▸ Requirements: Pick out and copy each line in the listing below that contains the word "basin".

Coordinate annotation listing:
/---

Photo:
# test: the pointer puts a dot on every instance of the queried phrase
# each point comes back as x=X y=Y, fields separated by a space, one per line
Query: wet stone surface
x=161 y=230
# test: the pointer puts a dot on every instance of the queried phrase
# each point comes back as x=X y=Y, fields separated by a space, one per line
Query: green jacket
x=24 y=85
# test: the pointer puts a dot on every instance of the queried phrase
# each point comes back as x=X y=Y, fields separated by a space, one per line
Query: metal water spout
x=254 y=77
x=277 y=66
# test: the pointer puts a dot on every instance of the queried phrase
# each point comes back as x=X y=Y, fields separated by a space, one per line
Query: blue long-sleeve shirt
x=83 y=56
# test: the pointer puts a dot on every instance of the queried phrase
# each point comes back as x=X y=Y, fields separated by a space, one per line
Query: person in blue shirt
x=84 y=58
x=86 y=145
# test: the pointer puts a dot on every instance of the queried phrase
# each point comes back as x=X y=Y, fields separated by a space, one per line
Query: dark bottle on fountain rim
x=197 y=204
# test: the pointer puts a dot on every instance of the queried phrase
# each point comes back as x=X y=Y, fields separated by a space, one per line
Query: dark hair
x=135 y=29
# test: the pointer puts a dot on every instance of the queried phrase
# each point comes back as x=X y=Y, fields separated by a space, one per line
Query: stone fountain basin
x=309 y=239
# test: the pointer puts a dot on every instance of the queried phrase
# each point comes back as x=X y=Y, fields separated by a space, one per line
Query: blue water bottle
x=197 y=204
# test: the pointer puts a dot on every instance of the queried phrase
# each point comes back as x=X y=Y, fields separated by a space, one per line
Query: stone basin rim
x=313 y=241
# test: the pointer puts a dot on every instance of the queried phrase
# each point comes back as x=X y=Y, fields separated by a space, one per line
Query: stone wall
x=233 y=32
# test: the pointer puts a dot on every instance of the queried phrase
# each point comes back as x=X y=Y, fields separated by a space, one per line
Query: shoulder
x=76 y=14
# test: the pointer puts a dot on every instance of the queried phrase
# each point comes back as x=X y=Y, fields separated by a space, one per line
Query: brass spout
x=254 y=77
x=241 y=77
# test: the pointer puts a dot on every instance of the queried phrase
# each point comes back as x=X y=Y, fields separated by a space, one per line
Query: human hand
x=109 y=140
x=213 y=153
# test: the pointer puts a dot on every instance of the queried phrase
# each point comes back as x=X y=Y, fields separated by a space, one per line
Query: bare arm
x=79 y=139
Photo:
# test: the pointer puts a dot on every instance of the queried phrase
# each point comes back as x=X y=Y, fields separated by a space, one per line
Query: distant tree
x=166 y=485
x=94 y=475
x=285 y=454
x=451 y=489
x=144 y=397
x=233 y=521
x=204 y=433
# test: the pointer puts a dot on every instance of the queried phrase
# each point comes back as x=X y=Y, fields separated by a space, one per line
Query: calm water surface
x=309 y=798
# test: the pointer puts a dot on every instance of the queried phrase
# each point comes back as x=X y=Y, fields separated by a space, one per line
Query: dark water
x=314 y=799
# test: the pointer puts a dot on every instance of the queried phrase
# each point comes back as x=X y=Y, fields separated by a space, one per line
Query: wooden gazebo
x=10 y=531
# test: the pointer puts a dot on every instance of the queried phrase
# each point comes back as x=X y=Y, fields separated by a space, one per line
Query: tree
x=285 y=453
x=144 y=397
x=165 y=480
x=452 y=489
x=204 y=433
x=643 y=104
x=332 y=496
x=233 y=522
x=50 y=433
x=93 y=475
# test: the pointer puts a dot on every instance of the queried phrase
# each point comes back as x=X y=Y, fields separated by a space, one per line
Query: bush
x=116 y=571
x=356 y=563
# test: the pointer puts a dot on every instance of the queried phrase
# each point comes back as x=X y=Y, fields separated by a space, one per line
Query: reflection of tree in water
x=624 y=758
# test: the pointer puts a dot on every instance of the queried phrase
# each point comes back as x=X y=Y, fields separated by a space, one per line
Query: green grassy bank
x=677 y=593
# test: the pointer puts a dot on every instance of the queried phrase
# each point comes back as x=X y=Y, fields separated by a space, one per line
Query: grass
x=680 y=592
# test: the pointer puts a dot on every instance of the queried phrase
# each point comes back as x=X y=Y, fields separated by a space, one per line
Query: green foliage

\---

▸ Exercise solution:
Query: stone fountain basin
Query: stone basin rim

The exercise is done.